__WHAT IS ASKED__:
1. In the Java code of the linked-list text, list every local variable declared with the type ListNode inside the body of reorderList.
2. Return the stretch of the linked-list text from "7️⃣ Remove Nth" through "from the front!".

We maintain TWO separate chains and weave through the list, picking every other element for each chain!

6️⃣ Reorder List

The Story

A train arrives as: [1] → [2] → [3] → [4] → [5]

The conductor wants a zigzag pattern: first, last, second, second-last, and so on!

Result: [1] → [5] → [2] → [4] → [3]

The Three-Step Magic

1. Find the middle (turtle-rabbit trick!)
2. Reverse the second half
3. Merge alternately

Visual Walkthrough

Step 1: Find middle
[1] → [2] → [3] | [4] → [5]

Step 2: Reverse second half
First half:  [1] → [2] → [3]
Second half: [5] → [4]

Step 3: Merge alternately
[1] → [5] → [2] → [4] → [3]

Java Code

void reorderList(ListNode head) {
    if (head == null || head.next == null) return;

    // Step 1: Find middle
    ListNode slow = head, fast = head;
    while (fast.next != null && fast.next.next != null) {
        slow = slow.next;
        fast = fast.next.next;
    }

    // Step 2: Reverse second half
    ListNode second = reverse(slow.next);
    slow.next = null;

    // Step 3: Merge alternately
    ListNode first = head;
    while (second != null) {
        ListNode tmp1 = first.next;
        ListNode tmp2 = second.next;
        first.next = second;
        second.next = tmp1;
        first = tmp1;
        second = tmp2;
    }
}

💡 Key Insight

This combines THREE fundamental techniques into one elegant solution!

7️⃣ Remove Nth Node From End

The Story

Someone wants to remove the 3rd car from the END of your train. But you can only see one car at a time from the front!

The Two-Pointer Dance

Use two runners with a fixed gap!

1. Put Runner A and Runner B at the start
2. Move Runner A forward by N steps
3. Now move BOTH together
4. When Runner A reaches the end, Runner B is at the target!

Object pointing dataset rows
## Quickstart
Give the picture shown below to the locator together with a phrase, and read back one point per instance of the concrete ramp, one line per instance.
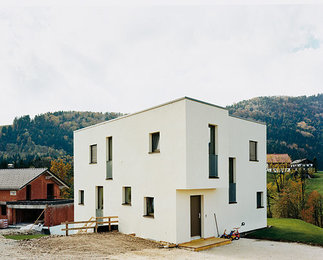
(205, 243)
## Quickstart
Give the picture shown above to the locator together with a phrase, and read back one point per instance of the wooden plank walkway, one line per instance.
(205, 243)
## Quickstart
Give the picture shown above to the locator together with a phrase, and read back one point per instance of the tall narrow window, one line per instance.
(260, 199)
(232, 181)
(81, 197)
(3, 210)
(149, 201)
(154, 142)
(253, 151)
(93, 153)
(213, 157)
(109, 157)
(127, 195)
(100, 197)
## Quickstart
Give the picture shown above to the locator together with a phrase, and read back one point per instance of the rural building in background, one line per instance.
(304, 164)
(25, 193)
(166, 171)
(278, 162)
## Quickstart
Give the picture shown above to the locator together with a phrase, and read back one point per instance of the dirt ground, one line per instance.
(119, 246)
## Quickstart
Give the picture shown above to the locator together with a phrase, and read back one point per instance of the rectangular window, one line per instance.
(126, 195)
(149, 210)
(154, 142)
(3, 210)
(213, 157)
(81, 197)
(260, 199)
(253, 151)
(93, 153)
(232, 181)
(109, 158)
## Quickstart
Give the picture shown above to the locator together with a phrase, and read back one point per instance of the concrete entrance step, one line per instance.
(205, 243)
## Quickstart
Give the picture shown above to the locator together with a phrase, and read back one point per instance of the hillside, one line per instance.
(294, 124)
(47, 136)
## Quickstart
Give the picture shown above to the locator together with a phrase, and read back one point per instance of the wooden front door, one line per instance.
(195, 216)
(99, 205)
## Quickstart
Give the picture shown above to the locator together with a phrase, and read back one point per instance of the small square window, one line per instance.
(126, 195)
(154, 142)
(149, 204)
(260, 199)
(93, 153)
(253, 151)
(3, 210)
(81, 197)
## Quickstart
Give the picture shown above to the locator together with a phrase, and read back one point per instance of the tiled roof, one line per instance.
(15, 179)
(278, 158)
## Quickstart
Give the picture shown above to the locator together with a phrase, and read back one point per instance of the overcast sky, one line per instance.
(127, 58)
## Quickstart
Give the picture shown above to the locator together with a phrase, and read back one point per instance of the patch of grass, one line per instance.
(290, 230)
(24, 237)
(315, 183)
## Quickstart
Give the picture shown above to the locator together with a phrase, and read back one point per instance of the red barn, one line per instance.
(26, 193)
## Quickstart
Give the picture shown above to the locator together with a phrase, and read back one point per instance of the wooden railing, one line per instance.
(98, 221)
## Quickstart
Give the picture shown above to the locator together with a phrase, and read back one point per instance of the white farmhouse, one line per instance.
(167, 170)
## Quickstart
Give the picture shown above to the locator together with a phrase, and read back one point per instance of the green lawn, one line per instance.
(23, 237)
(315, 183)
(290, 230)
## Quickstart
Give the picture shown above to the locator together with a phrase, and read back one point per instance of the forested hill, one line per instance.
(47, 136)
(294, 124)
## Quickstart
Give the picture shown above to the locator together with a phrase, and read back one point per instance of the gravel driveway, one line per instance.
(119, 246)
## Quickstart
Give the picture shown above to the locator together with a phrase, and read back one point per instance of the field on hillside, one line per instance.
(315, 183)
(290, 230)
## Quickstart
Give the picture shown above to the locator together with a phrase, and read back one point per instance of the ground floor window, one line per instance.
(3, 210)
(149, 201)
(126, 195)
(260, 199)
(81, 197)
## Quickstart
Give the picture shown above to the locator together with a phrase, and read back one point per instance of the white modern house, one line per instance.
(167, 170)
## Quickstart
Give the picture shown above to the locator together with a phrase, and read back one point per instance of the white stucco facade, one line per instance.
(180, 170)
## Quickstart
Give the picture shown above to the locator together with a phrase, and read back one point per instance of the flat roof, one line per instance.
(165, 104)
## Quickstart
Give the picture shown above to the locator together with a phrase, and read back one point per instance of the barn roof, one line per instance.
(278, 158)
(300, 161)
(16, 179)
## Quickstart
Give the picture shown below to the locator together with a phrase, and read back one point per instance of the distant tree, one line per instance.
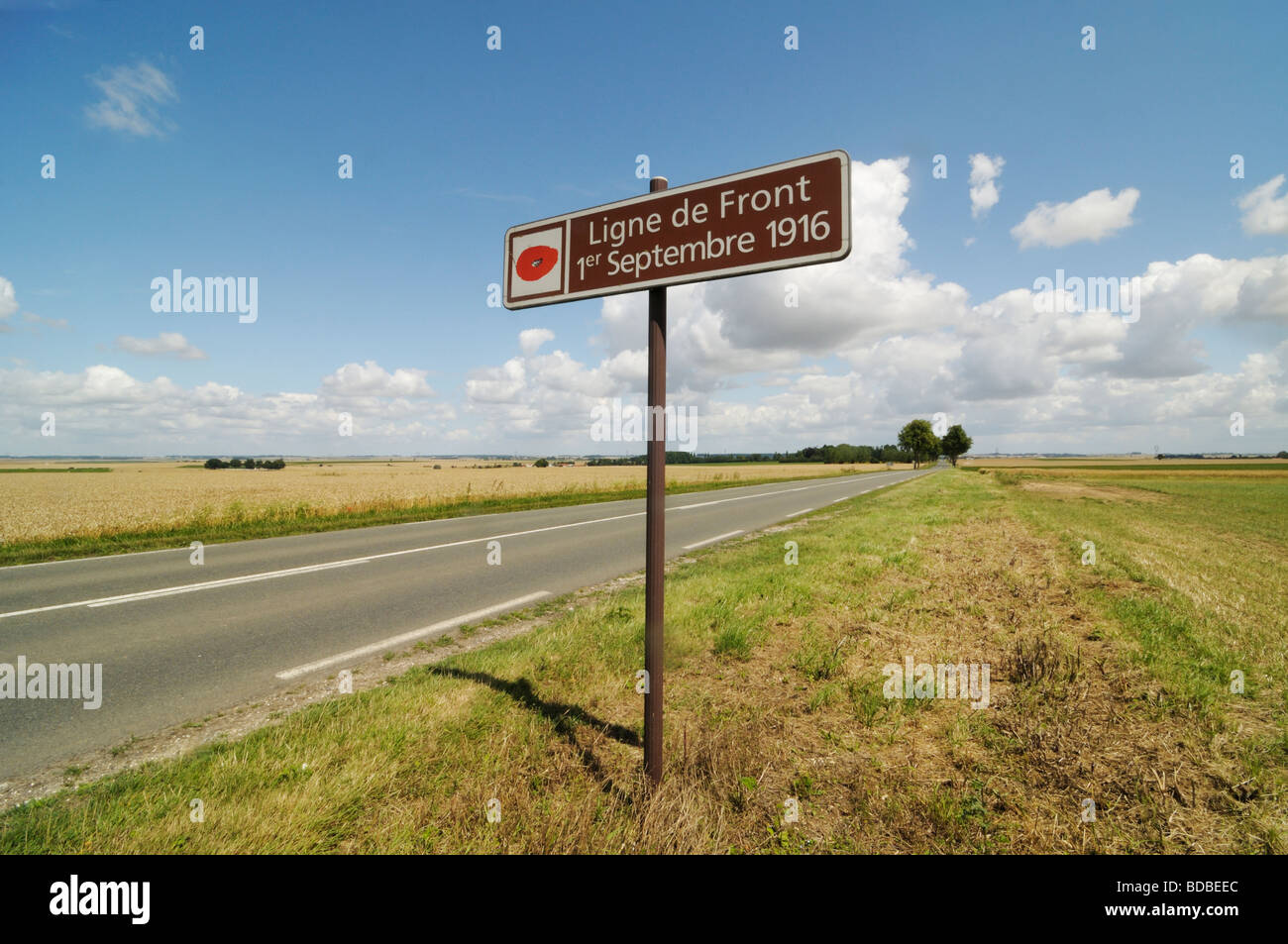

__SOLUTIONS TO THE TASKS__:
1. slow, fast, second, first, tmp1, tmp2

2.
7️⃣ Remove Nth Node From End

The Story

Someone wants to remove the 3rd car from the END of your train. But you can only see one car at a time from the front!